#### [KURZE AUFGABE]
Setzen Sie den Text über Rumäniens Haltung zur Migration im Anschluss an seinen letzten Satz fort.

#### [VORLIEGENDER TEXTAUSZUG]
━━━━━━
Migration ist kein Thema, mit dem politische Parteien in Rumänien Wahlen gewinnen können. Wie steht das Land, das einst isoliert war und dann zu einem Auswanderungsland wurde, zur Einwanderung?

Vintage-Briefmarke aus Rumänien (© picture-alliance, imageBROKER | Allexxandar)

Vor 1990, unter der Diktatur von Nicolae Interner Link: Ceaușescu, war Migration für rumänische Staatsangehörige fast unbekannt. Die Beschaffung eines Reisepasses für die Ausreise war schwierig und wurde von den Behörden kontrolliert, während die wenigen Ausländer:innen, die das Land besuchten, ebenfalls streng überwacht wurden. Die quasi vollständige Isolation des Landes prägte die grundsätzlich positive Einstellung der Menschen gegenüber Ausländer:innen: Sie standen für eine ersehnte Bewegungsfreiheit und Kontakt nach außen, den viele Menschen begrüßten. So verstärkte sich in der Breite der Bevölkerung ein Selbstbild der Rumän:innen als sehr gastfreundlich, in deren Land Besucher:innen willkommen seien. Allerdings war es für die meisten im Alltag fast undenkbar, dass jemand aus dem Ausland das Land besuchte.
━━━━━━
#### [BEREITGESTELLTES MATERIAL]
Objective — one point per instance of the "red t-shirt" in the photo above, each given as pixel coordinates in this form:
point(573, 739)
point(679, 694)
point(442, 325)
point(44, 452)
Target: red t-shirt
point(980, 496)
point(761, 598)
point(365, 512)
━━━━━━
#### [ANTWORT ZUR AUFGABE]
Der lange und schwierige postkommunistische Übergang nach dem Sturz Ceaușescus ab 1990 von einer Planwirtschaft zu einer Marktwirtschaft führte zu Inflation, Arbeitslosigkeit und wirtschaftlicher Not. Das veranlasste viele dazu, ein besseres Leben im Ausland zu suchen, was Rumänien schließlich zu einem Auswanderungsland machte. Nach Angaben der OECD gehörte die rumänische Diaspora 2017 zu den größten der Welt, mit etwa 6 Millionen im Ausland lebenden Rumän:innen (Schätzung des Außenministeriums).

Diese Massenauswanderung führte in Verbindung mit dem Rückgang der Geburtenrate und der beschleunigten Alterung der Bevölkerung zu einem Rückgang des Umfangs der Erwerbsbevölkerung und veranlasste Arbeitgebende, neue Arbeitskräfte im Ausland zu suchen. Vor diesem Hintergrund muss daher bei jedem Versuch, die Einwanderung nach Rumänien und die allgemeine Einstellung gegenüber Einwander:innen zu verstehen, Folgendes berücksichtigt werden: Während die Zuwanderung eine Lücke auf dem Arbeitsmarkt füllt, machen die Rumän:innen aufgrund der vielen Ausgewanderten ihre Erfahrungen mit Migration hauptsächlich über Verwandte und Freund:innen im Ausland.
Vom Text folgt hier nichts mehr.